## [PAGE]
Exs 6 (ctd): fix bad.c

/* This may look like nonsense, but really is -*- mode: C -*- */
#include <stdio.h>

/* The main thing that this program does. */
int main() {
  // Declarations
  int i;
  double A[5] = {
    9.0,
    2.9,
    3.E+25,
    00007
  };

  // Doing some work
  for (i = 0; i < 5; ++i) {
    
    printf("element %d is %g, \tits square is %g\n",
           i,
           A[i],
           A[i]*A[i]);                           
  }
  
  return 0;                                           
}

Exs 7: correct array definition

/* This may look like nonsense, but really is -*- mode: C -*- */
#include <stdio.h>

/* The main thing that this program does. */
int main() {
  // Declarations
  int i;
  double A[5] = {
    [0] = 9.0,
    [1] = 2.9,
    [4] = 3.E+25,
    [3] = .00007
  };

  // Doing some work
  for (i = 0; i < 5; ++i) {
    
    printf("element %d is %g, \tits square is %g\n",
           i,
           A[i],
           A[i]*A[i]);                           
  }
  
  return 0;                                           
}

Compilation

  • A C program should compile cleanly without warnings.
  • Use -Werror to not create an executable even when there are just warnings

Chapter 2: The principal structure of a program

Grammar (1)

  • special words: #include, int, void, double, for, return
    • cannot be changed
  • brackets: {}, (), [], /**/, and <>
  • comma: separate arguments or list elements
    • optionally after last element in list
  • semicolon: terminates a statement inside {}
  • comments: /* */ multiline, // one line
  • literals: fixed values that are part of the program
    • use double quotes for string literals

Grammar (2)

  • identifiers: names that we give to things
    • data objects/variables e.g. A, i
    • type aliases, e.g. size_t, specify sort of object
      • _t reminds us the identifier is a type
  • functions e.g . main
    • main must be present, it is the starting point of execution
  • constants e.g. EXIT_SUCCESS
  • operators, like R except:
    • = for initialization and assignment
    • ++ to increment

Exs 9: brackets

  • <> only for specifying headers to include
  • {} embracing body of function, embracing elements of array (vector), embracing multi-line conditional statement
  • [] specifying length of array, specifying elements of array, indexing
/* This may look like nonsense, but really is -*- mode: C -*- */
#include <stdlib.h>
#include <stdio.h>

/* The main thing that this program does. */
int main(void) {
  // Declarations
  double A[5] = {
    [0] = 9.0,
    [1] = 2.9,
    [4] = 3.E+25,
    [3] = .00007,
  };

  // Doing some work
  for (size_t i = 0; i < 5; ++i) {
     printf("element %zu is %g, \tits square is %g\n",
            i,
            A[i],
            A[i]*A[i]);
  } 

  return EXIT_SUCCESS;
}

Declarations

All identifiers have to be declared (maybe not directly in our program)

## [STORED RECORDS]
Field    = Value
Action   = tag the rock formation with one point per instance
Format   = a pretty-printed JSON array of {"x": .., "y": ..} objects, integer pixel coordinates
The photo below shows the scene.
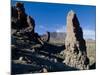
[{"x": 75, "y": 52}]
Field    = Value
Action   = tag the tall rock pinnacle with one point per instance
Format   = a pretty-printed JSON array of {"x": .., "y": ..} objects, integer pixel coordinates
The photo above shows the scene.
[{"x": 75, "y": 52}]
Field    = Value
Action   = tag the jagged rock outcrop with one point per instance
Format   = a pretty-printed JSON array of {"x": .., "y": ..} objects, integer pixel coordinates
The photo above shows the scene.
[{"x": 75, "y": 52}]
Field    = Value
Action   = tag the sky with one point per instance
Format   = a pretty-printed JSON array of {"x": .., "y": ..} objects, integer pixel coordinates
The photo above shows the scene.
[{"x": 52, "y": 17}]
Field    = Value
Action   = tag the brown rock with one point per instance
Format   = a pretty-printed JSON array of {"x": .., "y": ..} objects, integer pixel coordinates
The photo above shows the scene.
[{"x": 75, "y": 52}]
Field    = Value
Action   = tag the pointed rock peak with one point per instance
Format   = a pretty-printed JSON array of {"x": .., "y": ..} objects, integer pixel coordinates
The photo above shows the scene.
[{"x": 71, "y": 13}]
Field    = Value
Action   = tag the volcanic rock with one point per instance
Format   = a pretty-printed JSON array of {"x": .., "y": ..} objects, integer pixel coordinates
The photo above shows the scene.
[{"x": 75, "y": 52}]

...

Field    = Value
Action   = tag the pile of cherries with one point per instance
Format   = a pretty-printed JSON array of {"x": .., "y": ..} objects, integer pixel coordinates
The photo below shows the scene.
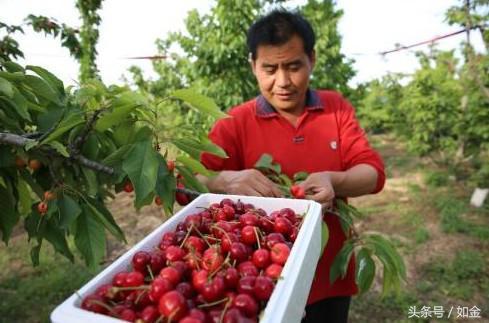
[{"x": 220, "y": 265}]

## [PROBLEMS AND TASKS]
- a) Please rewrite the C programming notes from "Compilation" up to and including "Grammar (1)", substituting "diagnostics" for "warnings".
- b) According to the C programming notes, what does the _t at the end of a type alias remind us of?
- c) Extend the C programming notes with the part that comes next.

## [SOLVED TASKS]
- a)
Compilation

  • A C program should compile cleanly without diagnostics.
  • Use -Werror to not create an executable even when there are just diagnostics

Chapter 2: The principal structure of a program

Grammar (1)

- b) That the identifier is a type.

- c)
  • int main(void)

    • a function of type int
  • double A[5]

    • an array of items of type double, of length 5
  • size_t i

    • i is of type size_t
  • printf declared in stdio.h

  • size_t and EXIT_SUCCESS come from stdlib.h

    int printf(char const format[static 1], ...); 
    typedef unsigned long size_t;
    #define EXIT_SUCCESS 0

To look up something declared in a header file

apropos printf #loads of stuff
man printf #only printf R-like help file
man 3 printf #other related functions e.g. fprintf

Identifiers

  • Declaration limited to scope
    • block scope: limited within enclosing {}, e.g. for loop
    • file scope: not within {}, so limited by file -> globals
  • Definition: specifies object itself
    • simplification: always initialize variables
      • augment declaration with initial value
      • use [] to designate specific elements (e.g. in array)
      • missing elements default to 0
      • indices from zero: think of as distance from start of array
    • can have many declarations, but need exactly one definition

Statements (1)

Instructions telling compiler what to do with declared identifiers

  • Iteration, e.g. for
    • loop body between {}
    • arguments separated by semicolons
      1. declaration, definition and initialization of loop variable
      2. loop condition
      3. statement executed after each iteration: ++i
    • don’t define loop variable outside () or reuse for several loops
  • Function calls
    • C uses “call by value”: values of identifiers cannot be changed by fn

Statements (2)

  • Function return
    • last statement in function
    • must return value of declared type
    • brackets not required around return value

(vs “call be reference” which allows value of variable to be changed)

Level 1:
ACQUAINTANCE

Buckle Up

Details about how objects are defined. Some main points

  • focus on unsigned integers
  • gradually introduce pointers
  • use arrays where possible

Indentation Style

Recommends “One True Brace Style”

int main (int argc , char * argv [ argc +1]) {
  puts (" Hello   world !");
  if ( argc > 1) {
    while ( true ) {
      puts (" some   programs   never   stop ");
    }
  } else {
    do {
      puts ("but   this  one   does ");
    } while ( false );
  }
  return EXIT_SUCCESS ;
}

There is no standard in base R (see R Dev Guide #133) but K&R is used more and just a minor variant (as above, but first { on new line).

Chapter 3. Everything is about control

If else blocks

As in R

  • 0 represents logical false

  • Any value different from 0 represents logical true.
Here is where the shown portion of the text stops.